-------- Provided entries
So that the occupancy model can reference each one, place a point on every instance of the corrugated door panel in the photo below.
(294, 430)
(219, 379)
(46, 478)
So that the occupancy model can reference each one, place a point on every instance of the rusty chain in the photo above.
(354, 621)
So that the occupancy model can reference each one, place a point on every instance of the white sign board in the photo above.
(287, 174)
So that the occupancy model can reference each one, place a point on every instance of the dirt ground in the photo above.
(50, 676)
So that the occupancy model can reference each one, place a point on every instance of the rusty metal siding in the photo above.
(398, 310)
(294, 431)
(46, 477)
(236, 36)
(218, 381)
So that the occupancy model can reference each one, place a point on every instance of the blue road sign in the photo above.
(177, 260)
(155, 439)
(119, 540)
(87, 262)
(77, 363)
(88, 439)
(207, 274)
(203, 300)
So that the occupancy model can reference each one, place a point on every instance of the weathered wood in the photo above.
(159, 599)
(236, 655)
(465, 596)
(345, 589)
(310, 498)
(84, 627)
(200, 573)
----------------
= Stated goal =
Reproduce every line of the material above word for word, in its original order.

= Output below =
So that the occupancy model can reference each one, place a point on every instance of the corrugated door panel in the photo below.
(294, 430)
(219, 379)
(46, 478)
So that the occupancy model can reference each one, place a point on every instance of the rusty chain in the photo above.
(354, 621)
So that the occupancy model can reference each one, place a point on every instance of the white sign board in the photo above.
(287, 174)
So that the occupancy model can reference each one, place a point on every instance of the dirt ground in the photo above.
(50, 676)
So that the occupancy model can reference each one, place a point on every instance of the rusty metal siding in the photo above.
(398, 310)
(294, 431)
(46, 477)
(236, 36)
(218, 381)
So that the occupancy model can reference each one, place a point on every instance of the blue road sign in the photo above.
(177, 260)
(155, 439)
(119, 540)
(87, 262)
(77, 363)
(88, 439)
(207, 274)
(203, 300)
So that the occupancy model can reference each one, place a point on every instance of the weathered wood in the photo above.
(159, 599)
(236, 655)
(465, 596)
(345, 589)
(310, 498)
(84, 627)
(200, 573)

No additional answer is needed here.